'''

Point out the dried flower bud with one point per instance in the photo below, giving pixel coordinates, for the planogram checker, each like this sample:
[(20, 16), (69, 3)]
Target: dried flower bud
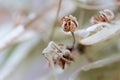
[(103, 16), (68, 23), (59, 53)]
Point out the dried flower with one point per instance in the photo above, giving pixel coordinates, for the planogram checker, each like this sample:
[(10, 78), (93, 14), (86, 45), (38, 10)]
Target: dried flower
[(59, 53), (68, 23), (103, 16)]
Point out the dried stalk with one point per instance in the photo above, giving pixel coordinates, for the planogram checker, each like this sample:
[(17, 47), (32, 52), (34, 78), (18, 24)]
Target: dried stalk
[(55, 22), (92, 7)]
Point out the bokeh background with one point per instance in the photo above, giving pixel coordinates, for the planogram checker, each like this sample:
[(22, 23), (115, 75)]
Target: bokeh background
[(27, 26)]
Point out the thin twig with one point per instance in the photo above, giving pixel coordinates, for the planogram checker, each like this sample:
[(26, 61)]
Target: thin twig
[(93, 7), (55, 22)]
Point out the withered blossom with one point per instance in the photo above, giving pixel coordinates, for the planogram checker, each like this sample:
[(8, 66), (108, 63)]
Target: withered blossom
[(103, 16), (59, 53), (68, 23)]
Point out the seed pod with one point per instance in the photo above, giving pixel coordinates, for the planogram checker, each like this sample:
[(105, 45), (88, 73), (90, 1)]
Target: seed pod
[(68, 23), (103, 16)]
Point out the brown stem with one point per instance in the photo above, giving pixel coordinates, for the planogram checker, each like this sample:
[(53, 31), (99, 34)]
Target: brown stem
[(73, 45), (55, 22)]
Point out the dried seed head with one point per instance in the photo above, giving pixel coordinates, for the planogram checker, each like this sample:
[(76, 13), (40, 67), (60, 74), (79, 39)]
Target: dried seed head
[(59, 53), (68, 23), (103, 16)]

'''

Could the entries above be restated word for word, with the pictures left out?

**Result of this exercise**
Point out the dried flower bud with one point per instance in the photo below, giving pixel coordinates, for the planogram checker, each like this sample:
[(20, 16), (69, 3)]
Target: dried flower bud
[(103, 16), (68, 23), (59, 53)]
Point out the dried flower with one point per instance in the photo above, giving pixel coordinates, for the planogram checker, each like this sample:
[(10, 78), (93, 14), (86, 45), (38, 10)]
Target: dried flower
[(59, 53), (68, 23), (103, 16)]
Point out the dried stalk with one point per instance in the photo above, giving pixel coordinates, for the planogram checker, each like this sample:
[(17, 47), (32, 52), (34, 78), (18, 24)]
Target: dried stalk
[(55, 22), (92, 7)]
Point out the bokeh background with one point per instance in the photo above, giving pixel coordinates, for the planogram checker, each like this sample:
[(22, 23), (115, 75)]
Target: bokeh background
[(27, 26)]
Point out the thin twig with one point per instance in the photo above, giving pixel coordinates, for the planogram checker, each like this sample:
[(26, 61)]
Target: thin twig
[(93, 7), (55, 22)]
Point out the withered blossom with one point per instance in the photo above, giving pixel coordinates, for the planogram checker, each like this sample:
[(8, 66), (108, 63)]
Target: withered blossom
[(103, 16), (59, 53), (68, 23)]
Point out the seed pod with one point per instance in the photo above, giving pixel coordinates, for the planogram checker, each like this sample:
[(105, 45), (88, 73), (90, 1)]
Target: seed pod
[(68, 23), (103, 16)]
Point out the brown stem with one point per instance in the photo above, giving pixel coordinates, for the planogram checker, each like this sample:
[(53, 31), (99, 34)]
Target: brown stem
[(73, 45), (55, 22)]
Point out the dried seed head with one point per instance in the photo above, giving pixel coordinates, for the planogram checker, each like this sample:
[(76, 13), (40, 67), (60, 74), (79, 39)]
Target: dried seed head
[(59, 53), (68, 23), (103, 16)]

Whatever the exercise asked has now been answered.